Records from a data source
= = = =

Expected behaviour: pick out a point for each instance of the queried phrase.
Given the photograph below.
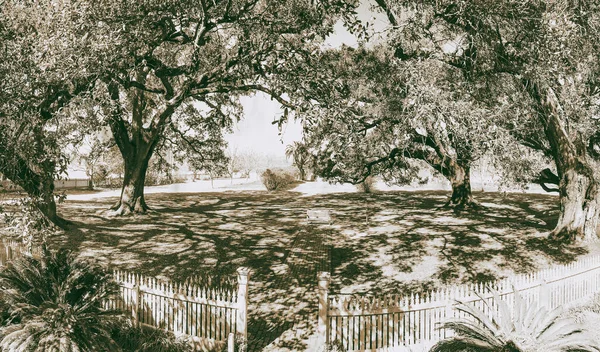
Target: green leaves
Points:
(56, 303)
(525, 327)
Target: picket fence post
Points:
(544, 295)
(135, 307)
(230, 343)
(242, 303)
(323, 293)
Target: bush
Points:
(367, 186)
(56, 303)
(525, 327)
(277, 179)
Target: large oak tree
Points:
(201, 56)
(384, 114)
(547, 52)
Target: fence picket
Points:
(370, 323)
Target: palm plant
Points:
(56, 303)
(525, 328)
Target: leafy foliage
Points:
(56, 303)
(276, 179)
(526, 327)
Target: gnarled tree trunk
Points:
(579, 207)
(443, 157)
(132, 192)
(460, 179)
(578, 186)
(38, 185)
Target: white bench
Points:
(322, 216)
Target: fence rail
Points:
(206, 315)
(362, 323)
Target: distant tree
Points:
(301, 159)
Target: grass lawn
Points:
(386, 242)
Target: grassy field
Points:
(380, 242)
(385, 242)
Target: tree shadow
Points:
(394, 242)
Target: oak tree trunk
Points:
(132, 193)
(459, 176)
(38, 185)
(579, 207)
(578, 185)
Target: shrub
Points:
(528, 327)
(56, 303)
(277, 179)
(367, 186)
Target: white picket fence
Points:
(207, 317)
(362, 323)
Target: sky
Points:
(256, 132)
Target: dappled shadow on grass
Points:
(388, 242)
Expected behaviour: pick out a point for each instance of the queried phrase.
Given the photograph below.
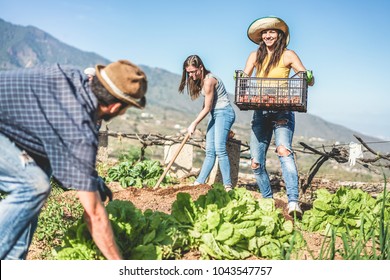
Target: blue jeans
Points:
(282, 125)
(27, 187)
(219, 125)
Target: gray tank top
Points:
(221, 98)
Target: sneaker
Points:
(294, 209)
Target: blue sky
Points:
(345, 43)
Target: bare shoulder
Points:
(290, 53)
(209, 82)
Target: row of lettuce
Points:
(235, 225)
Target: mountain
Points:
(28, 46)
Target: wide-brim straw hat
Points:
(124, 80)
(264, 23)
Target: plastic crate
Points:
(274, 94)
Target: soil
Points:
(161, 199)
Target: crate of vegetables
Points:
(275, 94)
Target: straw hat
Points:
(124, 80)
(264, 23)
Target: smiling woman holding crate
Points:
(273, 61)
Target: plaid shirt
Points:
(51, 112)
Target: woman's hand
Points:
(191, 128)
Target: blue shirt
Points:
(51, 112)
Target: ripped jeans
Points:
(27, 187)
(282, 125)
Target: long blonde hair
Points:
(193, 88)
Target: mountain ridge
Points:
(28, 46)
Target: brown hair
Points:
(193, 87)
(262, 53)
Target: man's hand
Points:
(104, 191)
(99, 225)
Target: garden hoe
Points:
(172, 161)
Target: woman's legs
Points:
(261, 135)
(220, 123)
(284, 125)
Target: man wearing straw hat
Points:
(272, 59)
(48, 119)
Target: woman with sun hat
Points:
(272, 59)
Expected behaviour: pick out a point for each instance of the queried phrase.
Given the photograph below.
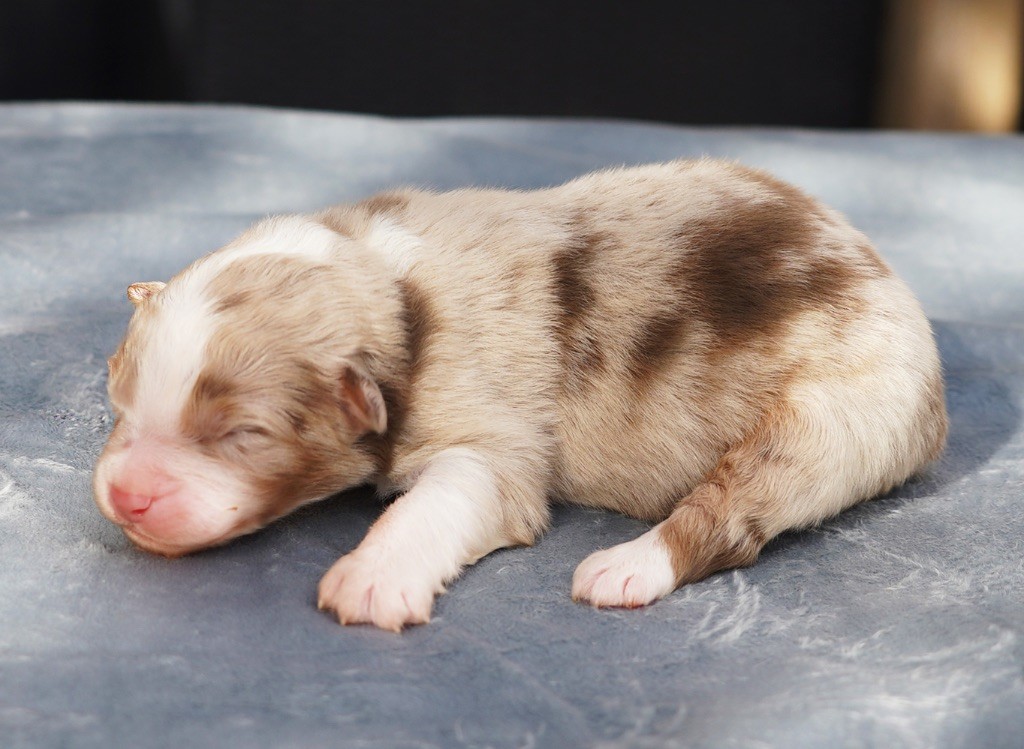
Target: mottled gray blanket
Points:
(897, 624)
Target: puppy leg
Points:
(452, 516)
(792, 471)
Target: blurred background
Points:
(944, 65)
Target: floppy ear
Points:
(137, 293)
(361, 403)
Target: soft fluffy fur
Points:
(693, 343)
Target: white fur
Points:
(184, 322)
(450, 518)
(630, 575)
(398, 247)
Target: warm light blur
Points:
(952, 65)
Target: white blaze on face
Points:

= = = =

TASK PROMPT
With the pictures stripped out, return each record word for word.

RESPONSE TO THIS TASK
Expected behaviour: pick out a point for each instance of the queried phrase.
Given the photograph below.
Target: green leaves
Points:
(56, 303)
(525, 327)
Target: picket fence post
Points:
(544, 295)
(135, 307)
(230, 343)
(242, 303)
(323, 293)
Target: bush
Points:
(367, 186)
(56, 303)
(525, 327)
(277, 179)
Target: large oak tree
Points:
(201, 56)
(384, 114)
(547, 52)
Target: fence picket
Points:
(370, 323)
Target: palm plant
Points:
(56, 303)
(525, 328)
Target: leafy foliage
Points:
(56, 303)
(276, 179)
(526, 327)
Target: gnarled tree trunk
Points:
(579, 207)
(443, 157)
(132, 192)
(460, 179)
(578, 186)
(38, 185)
Target: white bench
Points:
(322, 216)
Target: fence rail
Points:
(206, 315)
(362, 323)
Target: distant tree
Points:
(301, 159)
Target: grass lawn
Points:
(386, 242)
Target: grassy field
Points:
(380, 242)
(385, 242)
Target: tree shadow
Points:
(394, 242)
Target: oak tree trunk
Points:
(132, 193)
(459, 176)
(38, 185)
(579, 207)
(578, 185)
Target: shrub
Points:
(528, 327)
(56, 303)
(277, 179)
(367, 186)
Target: white picket fence
Points:
(207, 317)
(362, 323)
Target: sky
Points:
(256, 132)
Target: dappled shadow on grass
Points:
(388, 242)
Expected behaviour: pick out a point for each instance of the queried phrase.
Given the photograph below.
Target: blue jeans
Points:
(282, 125)
(27, 187)
(219, 125)
Target: gray tank top
Points:
(221, 98)
Target: sneaker
Points:
(294, 209)
Target: blue sky
Points:
(345, 43)
Target: bare shoulder
Points:
(290, 53)
(209, 82)
Target: row of lettuce
Points:
(235, 225)
Target: mountain
Points:
(28, 46)
Target: wide-brim straw hat
Points:
(124, 80)
(264, 23)
Target: plastic crate
Points:
(274, 94)
Target: soil
Points:
(161, 199)
Target: crate of vegetables
Points:
(275, 94)
Target: straw hat
Points:
(124, 80)
(264, 23)
Target: smiling woman holding crate
Points:
(273, 61)
Target: plaid shirt
Points:
(51, 112)
Target: woman's hand
Points:
(191, 128)
Target: blue shirt
Points:
(51, 112)
Target: ripped jeans
Points:
(27, 187)
(282, 125)
Target: long blonde hair
Points:
(193, 88)
Target: mountain ridge
Points:
(28, 46)
Target: brown hair
Points:
(193, 87)
(262, 53)
Target: man's hand
Points:
(104, 191)
(99, 225)
Target: garden hoe
Points:
(172, 161)
Target: woman's legs
Points:
(261, 135)
(220, 123)
(284, 125)
Target: man wearing straw hat
Points:
(272, 59)
(48, 119)
Target: woman with sun hat
Points:
(272, 59)
Expected behaviour: pick out a point for each instance of the queried phrase.
Given the photograph below.
Target: mottled gray blanket
Points:
(897, 624)
Target: puppy leg
Points:
(452, 516)
(792, 471)
Target: blurred background
Points:
(944, 65)
Target: floppy ear
Points:
(137, 293)
(361, 403)
Target: soft fluffy fur
Points:
(693, 343)
Target: white fur
Points:
(184, 322)
(450, 518)
(630, 575)
(398, 247)
Target: warm light blur
Points:
(952, 65)
Target: white blaze on face
Points:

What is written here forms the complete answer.